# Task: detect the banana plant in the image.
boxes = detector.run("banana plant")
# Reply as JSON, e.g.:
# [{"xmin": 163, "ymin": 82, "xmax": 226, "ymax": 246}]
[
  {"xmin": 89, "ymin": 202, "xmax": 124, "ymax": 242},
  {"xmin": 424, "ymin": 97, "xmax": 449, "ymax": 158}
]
════════════════════
* _PROBLEM REQUIREMENTS_
Please restate the records in full, word for word.

* _ANSWER TO THIS PROBLEM_
# Task: detect the banana plant in the image.
boxes = detector.run("banana plant")
# Reply as JSON, e.g.:
# [{"xmin": 163, "ymin": 82, "xmax": 226, "ymax": 246}]
[
  {"xmin": 89, "ymin": 202, "xmax": 124, "ymax": 242},
  {"xmin": 424, "ymin": 97, "xmax": 449, "ymax": 158}
]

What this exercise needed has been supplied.